[Collected data entries]
──────────

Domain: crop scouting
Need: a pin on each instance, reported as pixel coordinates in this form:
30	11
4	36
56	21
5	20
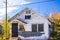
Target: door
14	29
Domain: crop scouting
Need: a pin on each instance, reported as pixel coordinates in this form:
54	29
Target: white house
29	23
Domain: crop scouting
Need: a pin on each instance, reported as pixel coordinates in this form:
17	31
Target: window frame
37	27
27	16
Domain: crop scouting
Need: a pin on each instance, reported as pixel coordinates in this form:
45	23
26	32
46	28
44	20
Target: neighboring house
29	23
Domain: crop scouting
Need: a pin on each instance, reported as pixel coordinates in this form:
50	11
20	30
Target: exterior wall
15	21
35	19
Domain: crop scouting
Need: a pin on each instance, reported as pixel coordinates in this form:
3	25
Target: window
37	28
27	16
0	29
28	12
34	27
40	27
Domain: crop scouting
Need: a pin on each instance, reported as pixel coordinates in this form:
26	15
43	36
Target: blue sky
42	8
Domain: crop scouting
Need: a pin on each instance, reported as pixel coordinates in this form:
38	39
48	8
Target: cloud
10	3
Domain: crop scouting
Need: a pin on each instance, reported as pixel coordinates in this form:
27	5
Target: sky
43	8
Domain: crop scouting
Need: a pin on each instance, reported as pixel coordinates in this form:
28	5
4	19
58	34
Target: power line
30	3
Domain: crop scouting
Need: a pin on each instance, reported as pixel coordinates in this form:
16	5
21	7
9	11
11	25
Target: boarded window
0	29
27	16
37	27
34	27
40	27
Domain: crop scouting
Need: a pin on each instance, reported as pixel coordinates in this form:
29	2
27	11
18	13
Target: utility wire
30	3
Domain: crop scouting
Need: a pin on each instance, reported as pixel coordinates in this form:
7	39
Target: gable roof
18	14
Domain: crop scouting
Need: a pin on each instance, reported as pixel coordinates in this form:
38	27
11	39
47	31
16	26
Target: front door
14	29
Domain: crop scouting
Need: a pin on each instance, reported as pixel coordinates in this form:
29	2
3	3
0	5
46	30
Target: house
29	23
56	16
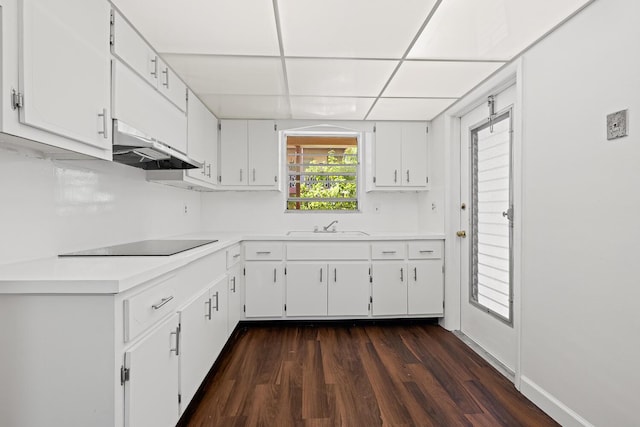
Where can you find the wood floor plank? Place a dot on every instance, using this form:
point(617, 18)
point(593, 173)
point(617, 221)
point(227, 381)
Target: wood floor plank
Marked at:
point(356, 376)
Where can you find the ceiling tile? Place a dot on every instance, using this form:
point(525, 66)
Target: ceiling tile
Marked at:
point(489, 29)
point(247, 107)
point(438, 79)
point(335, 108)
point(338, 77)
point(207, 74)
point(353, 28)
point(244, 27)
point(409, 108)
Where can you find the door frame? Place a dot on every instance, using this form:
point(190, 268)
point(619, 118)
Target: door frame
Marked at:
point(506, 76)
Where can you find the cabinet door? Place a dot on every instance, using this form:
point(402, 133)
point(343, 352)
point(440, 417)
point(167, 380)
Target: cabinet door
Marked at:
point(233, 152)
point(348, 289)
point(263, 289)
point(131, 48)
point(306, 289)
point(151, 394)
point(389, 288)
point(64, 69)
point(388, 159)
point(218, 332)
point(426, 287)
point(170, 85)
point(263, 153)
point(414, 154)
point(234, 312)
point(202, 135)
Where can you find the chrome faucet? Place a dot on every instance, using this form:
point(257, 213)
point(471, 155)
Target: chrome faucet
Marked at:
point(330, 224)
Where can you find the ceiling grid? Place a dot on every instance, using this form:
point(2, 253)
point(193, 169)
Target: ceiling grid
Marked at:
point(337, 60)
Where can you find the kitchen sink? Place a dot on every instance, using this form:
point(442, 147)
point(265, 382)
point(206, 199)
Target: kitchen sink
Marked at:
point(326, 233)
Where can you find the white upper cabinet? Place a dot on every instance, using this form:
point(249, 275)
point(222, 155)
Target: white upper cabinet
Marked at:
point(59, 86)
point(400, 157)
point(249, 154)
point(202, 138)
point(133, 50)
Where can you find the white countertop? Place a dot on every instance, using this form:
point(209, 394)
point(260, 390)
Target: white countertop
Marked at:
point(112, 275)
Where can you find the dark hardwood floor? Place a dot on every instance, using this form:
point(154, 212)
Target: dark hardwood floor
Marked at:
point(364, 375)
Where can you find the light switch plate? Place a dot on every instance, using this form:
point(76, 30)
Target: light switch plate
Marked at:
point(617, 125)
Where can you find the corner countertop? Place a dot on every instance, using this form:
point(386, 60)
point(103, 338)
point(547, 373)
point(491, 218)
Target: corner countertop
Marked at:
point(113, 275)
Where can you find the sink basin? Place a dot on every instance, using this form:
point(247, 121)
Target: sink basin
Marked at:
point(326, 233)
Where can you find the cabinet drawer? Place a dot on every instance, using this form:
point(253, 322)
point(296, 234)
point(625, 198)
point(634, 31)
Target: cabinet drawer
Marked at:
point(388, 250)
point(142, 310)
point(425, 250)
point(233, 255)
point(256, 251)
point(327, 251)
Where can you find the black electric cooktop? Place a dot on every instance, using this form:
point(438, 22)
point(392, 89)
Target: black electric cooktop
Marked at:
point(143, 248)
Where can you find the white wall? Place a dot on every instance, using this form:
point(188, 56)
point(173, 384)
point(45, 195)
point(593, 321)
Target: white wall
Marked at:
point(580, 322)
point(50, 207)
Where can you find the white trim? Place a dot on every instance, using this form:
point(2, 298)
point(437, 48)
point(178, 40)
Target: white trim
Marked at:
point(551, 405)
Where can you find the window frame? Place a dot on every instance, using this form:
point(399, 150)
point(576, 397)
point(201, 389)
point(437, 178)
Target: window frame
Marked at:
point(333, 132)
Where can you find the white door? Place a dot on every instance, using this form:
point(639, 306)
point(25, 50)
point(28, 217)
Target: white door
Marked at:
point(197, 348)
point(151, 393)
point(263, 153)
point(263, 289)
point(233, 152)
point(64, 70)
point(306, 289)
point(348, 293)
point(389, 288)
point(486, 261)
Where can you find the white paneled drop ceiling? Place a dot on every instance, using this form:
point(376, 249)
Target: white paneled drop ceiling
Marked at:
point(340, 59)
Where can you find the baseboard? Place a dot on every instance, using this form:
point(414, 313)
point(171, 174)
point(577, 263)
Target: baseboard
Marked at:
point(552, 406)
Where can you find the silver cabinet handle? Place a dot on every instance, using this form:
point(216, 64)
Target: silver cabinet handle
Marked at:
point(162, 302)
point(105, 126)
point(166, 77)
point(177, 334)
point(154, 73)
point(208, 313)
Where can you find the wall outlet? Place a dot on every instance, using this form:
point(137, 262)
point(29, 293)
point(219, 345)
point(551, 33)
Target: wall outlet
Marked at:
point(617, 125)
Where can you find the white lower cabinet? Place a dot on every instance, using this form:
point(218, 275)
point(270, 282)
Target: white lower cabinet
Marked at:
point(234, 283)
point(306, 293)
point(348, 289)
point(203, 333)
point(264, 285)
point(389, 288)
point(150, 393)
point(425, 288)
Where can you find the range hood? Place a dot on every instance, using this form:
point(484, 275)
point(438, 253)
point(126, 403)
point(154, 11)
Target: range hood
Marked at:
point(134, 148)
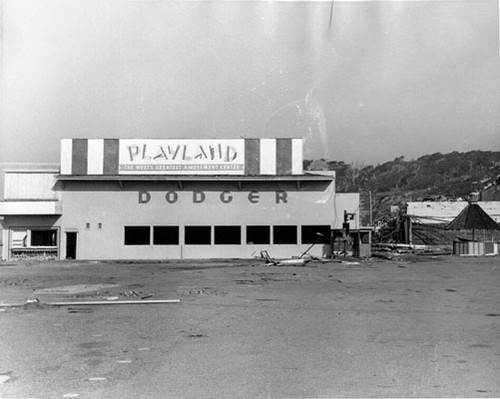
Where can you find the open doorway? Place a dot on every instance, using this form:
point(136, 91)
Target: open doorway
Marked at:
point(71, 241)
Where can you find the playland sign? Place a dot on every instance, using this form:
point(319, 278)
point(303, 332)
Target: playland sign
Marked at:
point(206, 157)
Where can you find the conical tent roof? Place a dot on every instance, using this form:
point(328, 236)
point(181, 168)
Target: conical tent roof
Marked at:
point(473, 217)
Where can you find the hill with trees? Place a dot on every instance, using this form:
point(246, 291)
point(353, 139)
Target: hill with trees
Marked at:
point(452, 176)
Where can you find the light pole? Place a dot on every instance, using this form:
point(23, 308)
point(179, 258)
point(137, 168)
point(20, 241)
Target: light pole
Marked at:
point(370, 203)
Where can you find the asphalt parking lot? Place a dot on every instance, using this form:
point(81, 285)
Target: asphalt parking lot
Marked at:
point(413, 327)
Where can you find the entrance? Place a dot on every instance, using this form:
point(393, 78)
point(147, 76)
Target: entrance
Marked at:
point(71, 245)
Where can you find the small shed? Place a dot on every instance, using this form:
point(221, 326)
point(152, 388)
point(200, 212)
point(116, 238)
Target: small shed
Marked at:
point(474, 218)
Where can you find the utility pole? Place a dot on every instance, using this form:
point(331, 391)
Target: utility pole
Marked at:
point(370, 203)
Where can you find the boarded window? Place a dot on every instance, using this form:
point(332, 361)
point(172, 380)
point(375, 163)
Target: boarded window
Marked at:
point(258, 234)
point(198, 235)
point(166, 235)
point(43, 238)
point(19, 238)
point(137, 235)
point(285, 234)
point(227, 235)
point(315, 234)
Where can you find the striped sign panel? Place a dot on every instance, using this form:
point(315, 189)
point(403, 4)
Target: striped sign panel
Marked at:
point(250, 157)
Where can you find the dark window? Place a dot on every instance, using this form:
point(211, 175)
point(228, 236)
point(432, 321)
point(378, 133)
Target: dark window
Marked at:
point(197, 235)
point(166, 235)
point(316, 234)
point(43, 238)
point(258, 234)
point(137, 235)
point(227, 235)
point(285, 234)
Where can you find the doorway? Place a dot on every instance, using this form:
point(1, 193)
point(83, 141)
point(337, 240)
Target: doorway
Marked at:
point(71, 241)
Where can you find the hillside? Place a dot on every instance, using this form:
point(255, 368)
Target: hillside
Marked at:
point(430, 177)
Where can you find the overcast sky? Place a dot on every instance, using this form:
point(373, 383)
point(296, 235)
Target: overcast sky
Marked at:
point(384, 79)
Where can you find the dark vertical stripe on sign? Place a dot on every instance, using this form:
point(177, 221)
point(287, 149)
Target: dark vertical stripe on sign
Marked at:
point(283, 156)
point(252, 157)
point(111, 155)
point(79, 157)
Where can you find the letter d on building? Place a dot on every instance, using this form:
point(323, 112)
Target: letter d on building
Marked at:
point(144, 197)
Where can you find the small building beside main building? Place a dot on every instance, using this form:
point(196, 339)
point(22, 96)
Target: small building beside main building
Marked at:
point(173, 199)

──────────

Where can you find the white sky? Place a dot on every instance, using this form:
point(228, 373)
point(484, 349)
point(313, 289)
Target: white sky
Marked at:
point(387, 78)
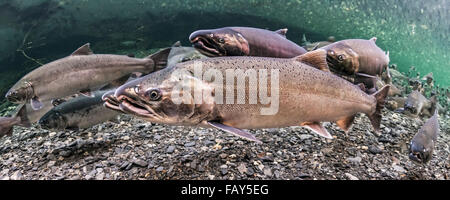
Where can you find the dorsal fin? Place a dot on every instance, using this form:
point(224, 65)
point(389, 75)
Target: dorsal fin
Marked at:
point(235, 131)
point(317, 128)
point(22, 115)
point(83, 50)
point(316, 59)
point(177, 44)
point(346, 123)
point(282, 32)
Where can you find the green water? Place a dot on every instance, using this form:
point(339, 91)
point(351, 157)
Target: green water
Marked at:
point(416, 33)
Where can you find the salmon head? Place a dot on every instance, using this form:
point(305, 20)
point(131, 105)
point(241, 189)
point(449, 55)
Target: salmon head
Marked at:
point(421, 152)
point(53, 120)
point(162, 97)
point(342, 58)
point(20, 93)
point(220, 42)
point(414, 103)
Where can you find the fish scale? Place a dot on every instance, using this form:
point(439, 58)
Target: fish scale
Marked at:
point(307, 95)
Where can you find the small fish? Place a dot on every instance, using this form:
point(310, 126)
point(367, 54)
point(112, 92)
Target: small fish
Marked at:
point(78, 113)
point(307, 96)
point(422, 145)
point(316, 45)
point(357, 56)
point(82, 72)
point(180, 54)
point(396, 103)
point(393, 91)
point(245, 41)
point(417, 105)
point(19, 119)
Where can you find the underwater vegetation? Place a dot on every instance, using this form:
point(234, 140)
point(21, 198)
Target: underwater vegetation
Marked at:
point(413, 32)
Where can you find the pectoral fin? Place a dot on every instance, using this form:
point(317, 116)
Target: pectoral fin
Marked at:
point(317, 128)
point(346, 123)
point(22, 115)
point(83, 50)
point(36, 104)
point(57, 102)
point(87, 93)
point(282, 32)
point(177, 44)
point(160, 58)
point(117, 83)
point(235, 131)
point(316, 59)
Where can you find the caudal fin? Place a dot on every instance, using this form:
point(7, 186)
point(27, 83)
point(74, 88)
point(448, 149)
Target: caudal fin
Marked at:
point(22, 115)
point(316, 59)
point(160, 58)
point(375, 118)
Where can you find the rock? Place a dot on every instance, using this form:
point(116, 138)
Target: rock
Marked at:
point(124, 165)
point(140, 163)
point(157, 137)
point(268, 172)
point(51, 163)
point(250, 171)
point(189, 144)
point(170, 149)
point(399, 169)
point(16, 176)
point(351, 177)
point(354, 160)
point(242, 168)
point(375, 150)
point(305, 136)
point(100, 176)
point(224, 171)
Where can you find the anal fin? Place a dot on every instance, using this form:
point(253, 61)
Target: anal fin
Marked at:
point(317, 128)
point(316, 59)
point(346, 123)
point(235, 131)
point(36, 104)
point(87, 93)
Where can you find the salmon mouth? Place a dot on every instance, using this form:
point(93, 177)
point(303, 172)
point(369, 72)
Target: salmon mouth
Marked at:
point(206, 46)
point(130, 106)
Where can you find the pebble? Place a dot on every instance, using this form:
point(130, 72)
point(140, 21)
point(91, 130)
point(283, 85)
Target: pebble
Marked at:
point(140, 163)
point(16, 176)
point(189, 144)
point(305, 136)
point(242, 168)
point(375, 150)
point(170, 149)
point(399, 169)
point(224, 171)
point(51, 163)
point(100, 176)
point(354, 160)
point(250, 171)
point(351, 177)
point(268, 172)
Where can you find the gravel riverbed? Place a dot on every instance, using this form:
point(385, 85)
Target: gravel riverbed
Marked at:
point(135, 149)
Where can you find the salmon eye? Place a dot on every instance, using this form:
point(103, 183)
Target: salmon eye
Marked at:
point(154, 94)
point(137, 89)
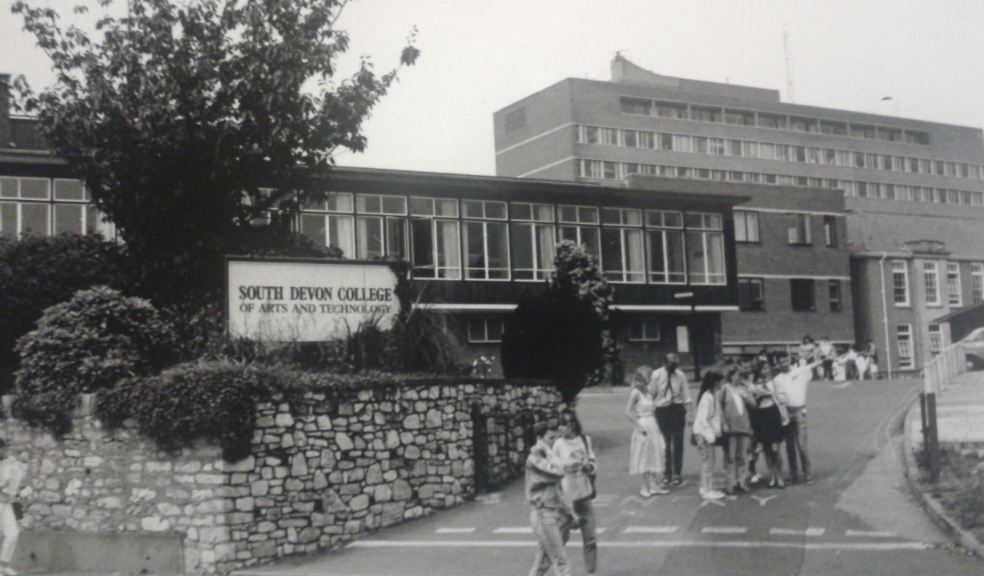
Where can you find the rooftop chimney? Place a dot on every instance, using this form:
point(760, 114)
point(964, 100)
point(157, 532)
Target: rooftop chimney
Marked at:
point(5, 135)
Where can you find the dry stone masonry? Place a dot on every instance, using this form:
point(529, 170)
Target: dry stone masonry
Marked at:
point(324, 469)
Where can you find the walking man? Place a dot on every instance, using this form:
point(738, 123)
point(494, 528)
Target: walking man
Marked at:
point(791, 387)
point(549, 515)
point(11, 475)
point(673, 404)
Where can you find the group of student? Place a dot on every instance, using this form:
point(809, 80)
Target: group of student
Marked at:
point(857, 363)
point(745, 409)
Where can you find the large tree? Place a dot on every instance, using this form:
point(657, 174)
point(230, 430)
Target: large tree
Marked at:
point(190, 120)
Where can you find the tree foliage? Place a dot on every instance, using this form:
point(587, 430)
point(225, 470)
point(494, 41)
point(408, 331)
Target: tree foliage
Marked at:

──────────

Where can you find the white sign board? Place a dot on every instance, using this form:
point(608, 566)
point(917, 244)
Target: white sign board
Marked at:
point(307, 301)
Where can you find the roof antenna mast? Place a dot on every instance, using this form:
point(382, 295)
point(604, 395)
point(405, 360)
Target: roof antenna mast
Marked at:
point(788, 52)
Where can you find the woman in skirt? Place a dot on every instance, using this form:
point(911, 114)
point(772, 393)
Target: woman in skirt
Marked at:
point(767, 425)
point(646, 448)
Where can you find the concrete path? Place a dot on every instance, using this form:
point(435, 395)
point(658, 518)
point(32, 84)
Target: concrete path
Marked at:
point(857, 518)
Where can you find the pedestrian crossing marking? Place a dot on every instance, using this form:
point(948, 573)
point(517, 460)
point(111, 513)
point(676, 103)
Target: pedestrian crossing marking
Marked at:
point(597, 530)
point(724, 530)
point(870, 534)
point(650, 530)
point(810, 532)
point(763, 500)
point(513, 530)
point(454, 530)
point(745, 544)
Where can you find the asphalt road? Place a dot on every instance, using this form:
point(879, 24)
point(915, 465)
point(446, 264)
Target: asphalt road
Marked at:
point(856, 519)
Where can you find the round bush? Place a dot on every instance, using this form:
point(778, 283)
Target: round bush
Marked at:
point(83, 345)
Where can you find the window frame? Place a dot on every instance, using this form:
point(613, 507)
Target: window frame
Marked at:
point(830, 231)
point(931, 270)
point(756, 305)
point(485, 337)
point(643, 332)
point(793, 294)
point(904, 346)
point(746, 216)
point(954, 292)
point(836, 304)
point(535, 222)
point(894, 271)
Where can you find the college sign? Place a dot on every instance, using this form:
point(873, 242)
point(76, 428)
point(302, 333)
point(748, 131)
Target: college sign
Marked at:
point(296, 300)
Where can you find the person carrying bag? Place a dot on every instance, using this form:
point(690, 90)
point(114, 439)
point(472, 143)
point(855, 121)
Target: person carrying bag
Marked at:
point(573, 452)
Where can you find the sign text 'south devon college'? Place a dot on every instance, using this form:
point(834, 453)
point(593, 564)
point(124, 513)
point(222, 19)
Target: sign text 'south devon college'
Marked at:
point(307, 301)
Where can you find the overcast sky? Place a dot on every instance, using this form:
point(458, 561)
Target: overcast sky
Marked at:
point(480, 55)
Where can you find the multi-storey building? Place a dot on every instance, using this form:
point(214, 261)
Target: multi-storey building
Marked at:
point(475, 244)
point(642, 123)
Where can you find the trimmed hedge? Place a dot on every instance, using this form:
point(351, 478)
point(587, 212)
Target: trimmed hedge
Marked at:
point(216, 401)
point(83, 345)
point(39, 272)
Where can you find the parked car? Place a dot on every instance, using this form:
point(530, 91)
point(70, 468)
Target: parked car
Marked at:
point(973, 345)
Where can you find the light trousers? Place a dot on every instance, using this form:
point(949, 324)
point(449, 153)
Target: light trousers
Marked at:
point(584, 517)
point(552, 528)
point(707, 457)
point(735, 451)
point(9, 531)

──────────

Your answer should be the lines above, from the line containing "point(446, 264)" up to and including the line containing "point(302, 333)", reproduced exactly and with nothing else.

point(446, 264)
Target: asphalt road
Marked at:
point(856, 519)
Where can you find the round bush? Place a dot on every instance, using this form:
point(778, 283)
Target: round bush
Marked at:
point(83, 345)
Where can you find the window frame? Place a dot on every instance, using this form:
point(613, 507)
Target: window frame
Marked at:
point(830, 231)
point(931, 270)
point(756, 305)
point(485, 337)
point(643, 332)
point(793, 294)
point(904, 346)
point(746, 216)
point(954, 292)
point(836, 304)
point(535, 222)
point(894, 271)
Where can you find the college sign? Place a dot on every instance, using this form:
point(873, 242)
point(76, 428)
point(302, 333)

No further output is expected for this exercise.